[Selected text]
Content starts

Regardless of a settlement offer down the road, my takeaway from this suit is that it has never been about the money. It’s about the free publicity benefiting the plaintiff and his lawyers. We are all talking about Spencer. Soon, the young, starving artist in this action will sell a lot more artwork. Likewise, the law firm, which specializes in sexual abuse cases, will move to the forefront of their industry (because all press is good press) and increase their caseload. It’s like Shark Tank – Barbara Corcoran and Mark Cuban may choose not to invest in your company, but the next morning when you awaken, a new 50-million-person audience is checking out your product.
Does Spencer’s lawyer even believe in this suit? I suggest they do not. It hasn’t gone unnoticed that the partner handling this case is not talking to the press but instead has a 2019 law school graduate (a newbie) at their firm doing interviews on CNN. Why? Because the partner probably was being cautious about the potential backlash of this lawsuit and wanted a scapegoat to throw at reporters, in the event this suit backfires and the press wanted to crucify Spencer.

Content ends

Stored data entries
Content starts

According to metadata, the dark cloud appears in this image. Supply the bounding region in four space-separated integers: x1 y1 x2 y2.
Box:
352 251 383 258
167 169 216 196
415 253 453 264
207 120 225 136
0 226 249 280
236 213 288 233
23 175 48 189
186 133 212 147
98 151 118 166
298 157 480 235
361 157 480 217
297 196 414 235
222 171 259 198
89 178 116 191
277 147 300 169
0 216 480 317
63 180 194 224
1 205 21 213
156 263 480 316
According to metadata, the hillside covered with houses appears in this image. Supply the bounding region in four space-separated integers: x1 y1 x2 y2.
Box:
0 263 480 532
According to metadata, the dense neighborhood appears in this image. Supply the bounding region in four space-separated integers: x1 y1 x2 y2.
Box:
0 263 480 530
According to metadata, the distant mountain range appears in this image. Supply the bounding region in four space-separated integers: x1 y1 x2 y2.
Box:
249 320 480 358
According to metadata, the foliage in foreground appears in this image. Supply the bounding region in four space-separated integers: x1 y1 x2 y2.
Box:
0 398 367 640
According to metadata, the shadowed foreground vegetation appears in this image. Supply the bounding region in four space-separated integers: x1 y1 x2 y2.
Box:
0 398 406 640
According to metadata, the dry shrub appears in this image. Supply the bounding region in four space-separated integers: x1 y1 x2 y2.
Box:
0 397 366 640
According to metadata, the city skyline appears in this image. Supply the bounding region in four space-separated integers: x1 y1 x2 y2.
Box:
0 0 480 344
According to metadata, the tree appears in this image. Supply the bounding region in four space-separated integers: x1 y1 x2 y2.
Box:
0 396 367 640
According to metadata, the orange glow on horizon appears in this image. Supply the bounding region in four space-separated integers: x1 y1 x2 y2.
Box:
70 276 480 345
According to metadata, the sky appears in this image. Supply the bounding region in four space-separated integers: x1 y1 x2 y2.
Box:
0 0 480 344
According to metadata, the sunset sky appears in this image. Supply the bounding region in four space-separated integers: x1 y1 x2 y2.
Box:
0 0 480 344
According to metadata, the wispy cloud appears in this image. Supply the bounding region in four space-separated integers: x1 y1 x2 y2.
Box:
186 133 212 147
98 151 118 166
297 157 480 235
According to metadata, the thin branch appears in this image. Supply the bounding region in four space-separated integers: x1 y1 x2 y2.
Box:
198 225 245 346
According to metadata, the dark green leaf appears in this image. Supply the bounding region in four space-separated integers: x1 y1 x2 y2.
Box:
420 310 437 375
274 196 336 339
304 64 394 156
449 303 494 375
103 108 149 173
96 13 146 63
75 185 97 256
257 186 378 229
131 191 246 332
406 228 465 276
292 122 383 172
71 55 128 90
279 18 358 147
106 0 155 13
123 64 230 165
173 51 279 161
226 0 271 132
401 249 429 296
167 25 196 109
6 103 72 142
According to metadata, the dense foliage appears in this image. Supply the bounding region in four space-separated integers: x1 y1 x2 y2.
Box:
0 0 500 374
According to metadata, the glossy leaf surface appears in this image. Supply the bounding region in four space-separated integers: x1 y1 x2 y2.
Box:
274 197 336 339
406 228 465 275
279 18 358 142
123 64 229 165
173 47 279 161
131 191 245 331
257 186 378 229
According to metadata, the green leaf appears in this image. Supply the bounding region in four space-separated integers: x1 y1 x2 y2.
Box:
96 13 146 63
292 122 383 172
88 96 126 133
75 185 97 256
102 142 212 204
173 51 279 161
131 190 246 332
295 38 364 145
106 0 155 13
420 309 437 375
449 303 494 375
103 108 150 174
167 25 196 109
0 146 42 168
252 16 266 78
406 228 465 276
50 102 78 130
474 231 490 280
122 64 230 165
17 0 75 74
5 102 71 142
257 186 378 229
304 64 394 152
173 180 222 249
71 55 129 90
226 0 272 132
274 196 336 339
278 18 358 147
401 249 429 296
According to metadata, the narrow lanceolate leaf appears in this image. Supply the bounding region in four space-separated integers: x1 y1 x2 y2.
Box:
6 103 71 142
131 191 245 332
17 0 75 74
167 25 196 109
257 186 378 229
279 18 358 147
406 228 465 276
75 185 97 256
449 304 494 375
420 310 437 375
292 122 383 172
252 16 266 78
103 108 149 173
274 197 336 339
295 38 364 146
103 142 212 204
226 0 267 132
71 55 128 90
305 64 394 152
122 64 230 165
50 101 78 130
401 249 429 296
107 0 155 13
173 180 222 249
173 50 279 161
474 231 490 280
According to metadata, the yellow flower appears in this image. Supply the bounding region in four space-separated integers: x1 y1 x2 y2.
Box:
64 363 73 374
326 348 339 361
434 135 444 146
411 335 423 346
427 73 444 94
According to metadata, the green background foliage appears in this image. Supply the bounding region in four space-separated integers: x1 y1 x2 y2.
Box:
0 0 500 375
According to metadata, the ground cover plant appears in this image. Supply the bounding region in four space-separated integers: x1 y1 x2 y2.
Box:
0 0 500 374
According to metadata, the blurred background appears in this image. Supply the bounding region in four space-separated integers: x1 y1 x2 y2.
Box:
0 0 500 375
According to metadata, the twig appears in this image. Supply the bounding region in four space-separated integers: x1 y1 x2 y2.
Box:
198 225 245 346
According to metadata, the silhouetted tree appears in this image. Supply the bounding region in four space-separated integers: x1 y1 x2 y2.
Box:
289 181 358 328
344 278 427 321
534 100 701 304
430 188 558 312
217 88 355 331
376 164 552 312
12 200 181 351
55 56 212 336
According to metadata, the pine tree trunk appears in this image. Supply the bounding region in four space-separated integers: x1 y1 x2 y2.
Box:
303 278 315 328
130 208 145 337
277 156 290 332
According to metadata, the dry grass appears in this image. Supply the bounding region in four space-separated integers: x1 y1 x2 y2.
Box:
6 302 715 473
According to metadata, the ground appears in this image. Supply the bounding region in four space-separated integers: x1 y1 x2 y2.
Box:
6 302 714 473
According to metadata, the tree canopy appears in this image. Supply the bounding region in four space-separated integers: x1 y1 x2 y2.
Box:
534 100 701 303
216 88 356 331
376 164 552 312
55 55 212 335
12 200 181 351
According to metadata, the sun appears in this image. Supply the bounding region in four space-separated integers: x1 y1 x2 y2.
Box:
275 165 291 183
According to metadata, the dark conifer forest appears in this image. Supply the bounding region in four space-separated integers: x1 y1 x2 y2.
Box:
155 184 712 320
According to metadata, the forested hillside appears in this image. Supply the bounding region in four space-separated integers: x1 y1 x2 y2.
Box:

Content ends

[Exercise instructions]
1. In the commentary on the lawsuit, who is the firm having do interviews on CNN instead of the partner handling the case?
2. Extend the commentary on the lawsuit past its final sentence.

[Exercise responses]
1. A 2019 law school graduate at the firm.

2.
Listen, I’m sure there are people out there that will completely disagree with me and take Spencer’s side. I get that. People are always entitled to their opinion and, if Spencer didn’t exploit his fame and brought this case the first chance he could, maybe I would be on their side. Unfortunately, my profession is always under a microscope for lawyers taking on frivolous cases. Lawsuits like this invite tort reform, which eventually interferes with true victims looking for justice. Just my opinion.